• Data for processing:
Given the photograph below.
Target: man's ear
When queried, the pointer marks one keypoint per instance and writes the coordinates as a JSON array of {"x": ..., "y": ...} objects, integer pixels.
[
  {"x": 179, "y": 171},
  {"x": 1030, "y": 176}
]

• Exercise: Rewrite the data above with "keypoint" changed to "point" and everything else left the same.

• Response below:
Given the photograph below.
Target: man's ear
When queried, the pointer marks one point per instance and writes the coordinates as a JSON array of {"x": ..., "y": ...} objects, integer pixels.
[
  {"x": 179, "y": 171},
  {"x": 1030, "y": 176}
]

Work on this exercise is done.